- What the exercise asks -
Turn every row below into one numbered list, leaving out any blank lines.

- Information shown -
|---|

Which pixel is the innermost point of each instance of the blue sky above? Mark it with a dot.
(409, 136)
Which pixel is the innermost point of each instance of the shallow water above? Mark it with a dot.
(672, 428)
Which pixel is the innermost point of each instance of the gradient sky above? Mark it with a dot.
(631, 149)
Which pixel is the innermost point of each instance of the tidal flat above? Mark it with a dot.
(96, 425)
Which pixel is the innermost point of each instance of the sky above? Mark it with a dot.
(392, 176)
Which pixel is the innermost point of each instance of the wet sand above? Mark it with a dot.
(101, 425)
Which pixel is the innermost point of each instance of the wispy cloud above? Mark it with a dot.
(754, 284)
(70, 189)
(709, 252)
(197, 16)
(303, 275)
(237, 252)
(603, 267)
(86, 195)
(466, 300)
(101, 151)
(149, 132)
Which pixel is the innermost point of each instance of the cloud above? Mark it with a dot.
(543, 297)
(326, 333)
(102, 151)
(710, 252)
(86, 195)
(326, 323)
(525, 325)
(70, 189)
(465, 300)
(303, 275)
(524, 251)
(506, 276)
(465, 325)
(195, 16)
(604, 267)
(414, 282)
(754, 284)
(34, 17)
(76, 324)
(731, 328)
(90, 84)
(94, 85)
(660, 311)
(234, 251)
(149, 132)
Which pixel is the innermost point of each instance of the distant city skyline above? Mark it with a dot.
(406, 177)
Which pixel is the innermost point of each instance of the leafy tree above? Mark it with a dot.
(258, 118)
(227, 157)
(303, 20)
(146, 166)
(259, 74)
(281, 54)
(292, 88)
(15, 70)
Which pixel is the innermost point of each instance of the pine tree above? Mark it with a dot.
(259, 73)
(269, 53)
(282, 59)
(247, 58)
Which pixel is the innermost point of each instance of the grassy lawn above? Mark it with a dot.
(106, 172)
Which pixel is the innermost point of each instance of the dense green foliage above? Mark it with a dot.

|---|

- The output -
1. Which pixel is the innermost point of each instance of the blue sky above? Mark it with a dot.
2. (409, 136)
3. Which pixel is the innermost point of each instance of the shallow water above? Mark it with a dot.
4. (672, 428)
5. Which pixel is the innermost point of each instance of the gradient sky above? Mark it with a dot.
6. (631, 149)
7. Which pixel is the innermost point of each instance of the tidal flat above? Mark it with a dot.
8. (96, 425)
9. Which pixel is the innermost point of each instance of the sky above? Mark it with a dot.
10. (392, 176)
11. Which pixel is the innermost point of each instance of the wet sand above? Mark it with a dot.
12. (101, 425)
13. Which pixel is the innermost point of each instance of the wispy cloud above? Mark it with a dot.
14. (754, 284)
15. (70, 189)
16. (709, 252)
17. (197, 16)
18. (303, 275)
19. (237, 252)
20. (603, 267)
21. (86, 195)
22. (466, 300)
23. (101, 151)
24. (149, 132)
25. Which pixel is the innermost point of each instance of the cloud above? Mark it with a dot.
26. (543, 297)
27. (326, 333)
28. (102, 151)
29. (710, 252)
30. (86, 195)
31. (326, 323)
32. (525, 325)
33. (70, 189)
34. (465, 300)
35. (303, 275)
36. (524, 251)
37. (506, 276)
38. (465, 325)
39. (195, 16)
40. (604, 267)
41. (414, 282)
42. (754, 284)
43. (34, 17)
44. (76, 324)
45. (731, 328)
46. (90, 84)
47. (94, 85)
48. (660, 311)
49. (234, 251)
50. (149, 132)
51. Which pixel is the innermost point of each instance of the distant city skyline above? Mark it with a dot.
52. (406, 177)
53. Which pixel is the innermost point of each instance of the leafy tree above? Mark it with a dot.
54. (258, 118)
55. (227, 157)
56. (303, 20)
57. (146, 166)
58. (259, 74)
59. (281, 54)
60. (292, 88)
61. (15, 70)
62. Which pixel is the innermost point of each instance of the pine tree above? Mark it with a dot.
63. (259, 73)
64. (269, 53)
65. (282, 59)
66. (247, 58)
67. Which pixel is the innermost point of each instance of the grassy lawn above? Mark it with a dot.
68. (106, 172)
69. Which pixel is the innermost point of each instance of the dense green foliage above? Mark it with a dot.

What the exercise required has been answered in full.